» Provided text:

>>>

Driving around where we live in rural Kentucky, or most anywhere in the vast countryside of America, you will still find sheets and clothing and underwear fluttering in the breeze from stretches of clothesline. There is a quiet, sublime beauty to clotheslines if you stop to ponder them. Poems have even been written about them, or hanging out the laundry, such as some of the lovely domestic musings by poet Jane Kenyon. The clotheslines lined with colorful  Old Order Mennonite dresses and aprons in nearby Casey County are a favorite sight of mine. And there is nothing like the smell of the sun and the wind in your sheets. So, just imagine that you are using those same natural resources to dry them! Free of charge.

This photograph is proof that American suburbs and small neighborhoods used to allow clotheslines. The photo is of a certain girl, clearly immodest herself, in the backyard of her post-World War II development in suburban Akron, Ohio, on a May morning of 1964. This was the same era when the majority of American households had one car, one income, and, despite the emergent home appliance industry, frugality was still practiced in the home. Like taking advantage of good drying weather and hanging out your laundry. It was often even the social highlight of one's day.

A half-century later, a series of clotheslines strung about in the back yards of suburban America is truly a rare event. People would complain to their neighborhood presidents. Petitions would be signed. Violation orders would ensue. Clean white sheets might be stained with the juice of errant tomatoes (well, we hope not).

So why then have clotheslines become such a problem in the suburbs and certain developments or ordinance-heavy communities of the 21st century? Are we becoming so bland and homogeneous that we can't hang out our own diverse laundry piles? What is wrong with a city street, or backyard, zig-zagged with laundry hung out to dry? It is a common enough and accepted site in European cities and towns. Some find it charming and evocative of character, either abroad or here. Others are quite simply revolted and maybe it hearkens of a class thing. It is something that is hard to argue against and yet people take issue with them. A clothesline is both noiseless and odorless and only a temporary visual patterning, rather than a looming cell phone tower.

<<<

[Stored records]
>>>

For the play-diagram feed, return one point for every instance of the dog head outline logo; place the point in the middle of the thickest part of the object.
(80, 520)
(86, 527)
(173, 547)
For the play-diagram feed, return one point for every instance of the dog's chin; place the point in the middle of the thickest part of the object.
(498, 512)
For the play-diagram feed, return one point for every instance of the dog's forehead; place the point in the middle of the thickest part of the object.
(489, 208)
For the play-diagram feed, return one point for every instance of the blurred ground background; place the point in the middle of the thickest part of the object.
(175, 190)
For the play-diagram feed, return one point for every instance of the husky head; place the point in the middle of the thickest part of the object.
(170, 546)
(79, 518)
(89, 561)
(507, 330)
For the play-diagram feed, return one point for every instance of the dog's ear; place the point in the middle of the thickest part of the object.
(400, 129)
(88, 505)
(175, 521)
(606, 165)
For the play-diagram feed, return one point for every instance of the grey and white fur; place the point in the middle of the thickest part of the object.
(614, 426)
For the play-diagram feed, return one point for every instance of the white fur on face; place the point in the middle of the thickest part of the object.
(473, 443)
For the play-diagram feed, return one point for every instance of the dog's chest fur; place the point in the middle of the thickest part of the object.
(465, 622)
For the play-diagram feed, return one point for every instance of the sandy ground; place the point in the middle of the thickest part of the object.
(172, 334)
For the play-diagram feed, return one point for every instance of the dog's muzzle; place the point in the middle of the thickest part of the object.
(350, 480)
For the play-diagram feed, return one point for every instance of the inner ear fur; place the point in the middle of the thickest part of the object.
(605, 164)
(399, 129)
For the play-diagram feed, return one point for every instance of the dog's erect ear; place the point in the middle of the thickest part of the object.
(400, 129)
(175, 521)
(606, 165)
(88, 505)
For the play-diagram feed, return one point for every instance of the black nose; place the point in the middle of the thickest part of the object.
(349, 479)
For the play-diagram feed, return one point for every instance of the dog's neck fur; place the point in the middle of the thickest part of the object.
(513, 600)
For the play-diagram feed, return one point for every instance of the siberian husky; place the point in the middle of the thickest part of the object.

<<<

» Prompt 1: Transcribe the passage on clotheslines, starting at "This photograph is" and ending at "we hope not).".
» Prompt 2: Write the next part of the passage on clotheslines, picking up right after its final sentence.
None of the listing is required here.

» Exercise result 1:
This photograph is proof that American suburbs and small neighborhoods used to allow clotheslines. The photo is of a certain girl, clearly immodest herself, in the backyard of her post-World War II development in suburban Akron, Ohio, on a May morning of 1964. This was the same era when the majority of American households had one car, one income, and, despite the emergent home appliance industry, frugality was still practiced in the home. Like taking advantage of good drying weather and hanging out your laundry. It was often even the social highlight of one's day.

A half-century later, a series of clotheslines strung about in the back yards of suburban America is truly a rare event. People would complain to their neighborhood presidents. Petitions would be signed. Violation orders would ensue. Clean white sheets might be stained with the juice of errant tomatoes (well, we hope not).

» Exercise result 2:
If some Americans have become prudish about hanging out their clean laundry, it's a good formality to get over. There are discreet ways to hang your laundry if you must enact ordinances about them [even proper Bostonians, known for their practicality as well as old money, had laundry-drying facilities behind their townhouses in alley-accessed work yards]. Many New Urbanist neighborhoods of today are allowing similar setups, as well as backyard chickens and, get ready for it, even vegetable gardens. Everything old is eventually new again, as long as it is clean and well-aired or well-planned.

I'm not saying I don't have an electric dryer but there are times when a clothesline is more useful and always more cost-effective. I'm in the "let it all hang out" school of clothesline etiquette: besides, it's free, easy, and cheap. We see people walking around in public with their underwear or bras showing all the time and we are bombarded with ads revealing all kinds of erotic garments: so what's wrong with a little clothesline décolleté, people? There are so many more important things to be worried about in our society than someone else's clean laundry wafting out in the breeze. This isn't a militant issue, a socialist agenda, or even a matter of taste: it's a frugal and practical measure in an era when every little bit helps.